[How to complete this task]: When you retype the data, keep every line exactly as it appears.
Material for this exercise START
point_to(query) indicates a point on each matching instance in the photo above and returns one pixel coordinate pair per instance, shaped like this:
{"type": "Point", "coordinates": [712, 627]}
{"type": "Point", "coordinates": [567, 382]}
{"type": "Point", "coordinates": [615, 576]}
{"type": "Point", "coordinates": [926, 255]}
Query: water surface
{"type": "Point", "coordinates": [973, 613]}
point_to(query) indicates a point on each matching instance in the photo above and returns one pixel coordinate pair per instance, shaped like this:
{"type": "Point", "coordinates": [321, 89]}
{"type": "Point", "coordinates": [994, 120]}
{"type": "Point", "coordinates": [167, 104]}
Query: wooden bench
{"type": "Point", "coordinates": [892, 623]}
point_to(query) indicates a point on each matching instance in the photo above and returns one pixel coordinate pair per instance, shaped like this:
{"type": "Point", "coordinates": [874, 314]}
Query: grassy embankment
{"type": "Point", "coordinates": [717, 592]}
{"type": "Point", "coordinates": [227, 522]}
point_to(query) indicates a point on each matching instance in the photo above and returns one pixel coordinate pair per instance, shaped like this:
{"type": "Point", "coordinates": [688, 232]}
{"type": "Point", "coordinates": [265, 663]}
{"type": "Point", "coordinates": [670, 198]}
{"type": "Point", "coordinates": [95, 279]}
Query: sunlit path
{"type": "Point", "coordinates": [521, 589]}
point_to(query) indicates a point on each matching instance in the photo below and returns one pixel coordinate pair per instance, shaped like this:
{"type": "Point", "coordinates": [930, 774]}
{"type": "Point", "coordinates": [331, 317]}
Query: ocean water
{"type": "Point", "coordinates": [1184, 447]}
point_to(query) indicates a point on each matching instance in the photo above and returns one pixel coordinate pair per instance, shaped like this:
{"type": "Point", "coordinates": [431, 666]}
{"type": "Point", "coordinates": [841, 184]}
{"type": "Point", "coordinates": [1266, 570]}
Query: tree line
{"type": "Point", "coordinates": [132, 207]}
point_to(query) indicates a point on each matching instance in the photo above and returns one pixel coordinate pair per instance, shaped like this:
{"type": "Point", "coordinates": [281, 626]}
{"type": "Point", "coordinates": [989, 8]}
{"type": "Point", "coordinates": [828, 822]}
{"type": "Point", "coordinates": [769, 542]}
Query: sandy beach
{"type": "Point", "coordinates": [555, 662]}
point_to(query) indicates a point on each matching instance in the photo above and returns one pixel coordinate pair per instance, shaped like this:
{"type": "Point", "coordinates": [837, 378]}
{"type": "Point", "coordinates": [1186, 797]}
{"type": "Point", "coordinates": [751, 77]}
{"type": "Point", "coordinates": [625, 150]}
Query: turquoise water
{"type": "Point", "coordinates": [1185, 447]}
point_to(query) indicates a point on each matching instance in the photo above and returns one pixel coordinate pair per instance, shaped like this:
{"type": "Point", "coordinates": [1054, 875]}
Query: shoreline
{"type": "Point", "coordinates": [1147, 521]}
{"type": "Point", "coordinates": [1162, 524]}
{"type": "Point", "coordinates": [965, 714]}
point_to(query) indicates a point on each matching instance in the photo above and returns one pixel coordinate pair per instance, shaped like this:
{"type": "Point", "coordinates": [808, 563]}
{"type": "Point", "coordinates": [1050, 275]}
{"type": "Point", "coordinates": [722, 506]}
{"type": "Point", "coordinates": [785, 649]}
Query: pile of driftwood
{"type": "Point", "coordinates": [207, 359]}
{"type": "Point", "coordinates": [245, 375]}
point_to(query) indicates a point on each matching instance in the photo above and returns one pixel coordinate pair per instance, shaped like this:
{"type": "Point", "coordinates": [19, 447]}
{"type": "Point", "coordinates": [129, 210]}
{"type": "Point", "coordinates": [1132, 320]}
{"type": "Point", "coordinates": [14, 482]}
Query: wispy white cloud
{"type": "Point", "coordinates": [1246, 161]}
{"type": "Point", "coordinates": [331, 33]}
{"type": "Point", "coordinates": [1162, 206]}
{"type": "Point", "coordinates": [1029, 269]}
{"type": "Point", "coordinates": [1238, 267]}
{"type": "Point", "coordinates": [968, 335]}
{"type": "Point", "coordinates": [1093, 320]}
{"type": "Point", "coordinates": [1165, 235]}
Material for this exercise END
[Response below]:
point_to(query) indicates a point on each matching instance in the photo above and returns one pixel coordinate pair per instance, shaped like this:
{"type": "Point", "coordinates": [712, 627]}
{"type": "Point", "coordinates": [567, 382]}
{"type": "Point", "coordinates": [615, 576]}
{"type": "Point", "coordinates": [926, 255]}
Query: water surface
{"type": "Point", "coordinates": [973, 613]}
point_to(query) indicates a point on each matching instance in the photo above and returns one pixel coordinate pair per instance, shaped like this:
{"type": "Point", "coordinates": [321, 89]}
{"type": "Point", "coordinates": [994, 120]}
{"type": "Point", "coordinates": [167, 104]}
Query: wooden bench
{"type": "Point", "coordinates": [892, 623]}
point_to(query) indicates a point on each matching instance in the photo above and returns one pixel coordinate pair per instance, shaped like this:
{"type": "Point", "coordinates": [874, 314]}
Query: grassy embankment
{"type": "Point", "coordinates": [717, 592]}
{"type": "Point", "coordinates": [227, 522]}
point_to(query) indicates a point on each matching instance in the photo above and returns one pixel coordinate pair per instance, shaped like this:
{"type": "Point", "coordinates": [688, 232]}
{"type": "Point", "coordinates": [265, 663]}
{"type": "Point", "coordinates": [670, 198]}
{"type": "Point", "coordinates": [95, 279]}
Query: sunlit path
{"type": "Point", "coordinates": [521, 589]}
point_to(query) indicates a point on each matching instance in the photo below and returns one pixel coordinate pair per instance, shaped like this:
{"type": "Point", "coordinates": [930, 774]}
{"type": "Point", "coordinates": [331, 317]}
Query: ocean water
{"type": "Point", "coordinates": [1184, 447]}
point_to(query) indicates a point on each matching instance in the photo above and returns one pixel coordinate pair per instance, shaped like this:
{"type": "Point", "coordinates": [431, 666]}
{"type": "Point", "coordinates": [841, 184]}
{"type": "Point", "coordinates": [1266, 570]}
Query: tree line
{"type": "Point", "coordinates": [132, 207]}
point_to(query) indicates a point on each matching instance in the photo above and returns one pixel coordinate pair per instance, shaped like this:
{"type": "Point", "coordinates": [281, 626]}
{"type": "Point", "coordinates": [989, 8]}
{"type": "Point", "coordinates": [828, 822]}
{"type": "Point", "coordinates": [769, 542]}
Query: sandy beach
{"type": "Point", "coordinates": [555, 662]}
point_to(query) indicates a point on each matching instance in the photo above and returns one pixel coordinate pair per instance, shaped like this:
{"type": "Point", "coordinates": [837, 378]}
{"type": "Point", "coordinates": [1186, 797]}
{"type": "Point", "coordinates": [751, 77]}
{"type": "Point", "coordinates": [625, 150]}
Query: turquoise water
{"type": "Point", "coordinates": [1185, 447]}
point_to(query) indicates a point on each matching instance in the photo above and returns one pixel coordinate pair per instance, shaped like this:
{"type": "Point", "coordinates": [1054, 875]}
Query: shoreline
{"type": "Point", "coordinates": [1147, 521]}
{"type": "Point", "coordinates": [1162, 524]}
{"type": "Point", "coordinates": [965, 714]}
point_to(query) indicates a point on each matching instance in the photo above and returns one pixel coordinate pair per instance, shaped like this:
{"type": "Point", "coordinates": [808, 563]}
{"type": "Point", "coordinates": [1050, 275]}
{"type": "Point", "coordinates": [722, 506]}
{"type": "Point", "coordinates": [785, 649]}
Query: pile of driftwood
{"type": "Point", "coordinates": [207, 359]}
{"type": "Point", "coordinates": [245, 375]}
point_to(query) indicates a point on each matching instance in the photo above and returns one pixel coordinate pair per instance, shaped like this:
{"type": "Point", "coordinates": [19, 447]}
{"type": "Point", "coordinates": [129, 210]}
{"type": "Point", "coordinates": [1132, 320]}
{"type": "Point", "coordinates": [14, 482]}
Query: wispy white cloud
{"type": "Point", "coordinates": [1246, 161]}
{"type": "Point", "coordinates": [331, 33]}
{"type": "Point", "coordinates": [1162, 206]}
{"type": "Point", "coordinates": [1029, 269]}
{"type": "Point", "coordinates": [1238, 267]}
{"type": "Point", "coordinates": [968, 335]}
{"type": "Point", "coordinates": [1093, 320]}
{"type": "Point", "coordinates": [1165, 235]}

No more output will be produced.